→ **What to do**
Write each line exactly as it stands, from the line containing "Where can you see the wispy" through the end of the data.

→ **Provided material**
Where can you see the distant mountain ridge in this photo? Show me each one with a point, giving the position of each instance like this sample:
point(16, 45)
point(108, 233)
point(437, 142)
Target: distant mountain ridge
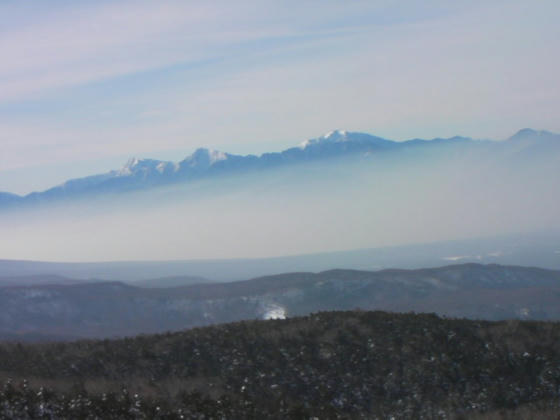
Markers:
point(106, 309)
point(139, 174)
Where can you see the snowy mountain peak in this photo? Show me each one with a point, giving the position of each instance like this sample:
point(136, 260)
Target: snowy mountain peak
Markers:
point(128, 168)
point(334, 136)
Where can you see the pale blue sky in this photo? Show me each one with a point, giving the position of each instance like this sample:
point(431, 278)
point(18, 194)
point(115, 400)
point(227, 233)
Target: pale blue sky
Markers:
point(85, 85)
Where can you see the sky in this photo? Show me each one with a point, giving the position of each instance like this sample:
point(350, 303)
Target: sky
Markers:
point(86, 85)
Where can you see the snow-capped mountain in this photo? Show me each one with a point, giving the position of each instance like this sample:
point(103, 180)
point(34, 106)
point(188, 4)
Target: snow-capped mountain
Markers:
point(145, 173)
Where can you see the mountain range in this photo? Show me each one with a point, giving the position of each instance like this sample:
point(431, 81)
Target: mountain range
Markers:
point(106, 309)
point(140, 174)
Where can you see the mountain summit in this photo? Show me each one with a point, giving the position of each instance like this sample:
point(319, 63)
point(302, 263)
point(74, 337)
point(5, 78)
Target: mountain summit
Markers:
point(139, 174)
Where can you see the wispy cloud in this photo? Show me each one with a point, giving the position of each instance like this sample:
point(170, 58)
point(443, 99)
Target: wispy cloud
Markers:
point(111, 78)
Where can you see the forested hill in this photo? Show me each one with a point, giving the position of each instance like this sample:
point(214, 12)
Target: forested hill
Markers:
point(109, 309)
point(326, 365)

→ **Worked solution**
Where can you see the wispy cloud in this photo? Show me each one with a point, giving the position of each instance like this sample:
point(170, 58)
point(443, 99)
Target: wispy cloud
Markers:
point(111, 78)
Where can you see the forested hill in this photo? Show me each one with a point, giving the position of each instance like this sample:
point(214, 12)
Target: forested hill
Markers:
point(109, 309)
point(326, 365)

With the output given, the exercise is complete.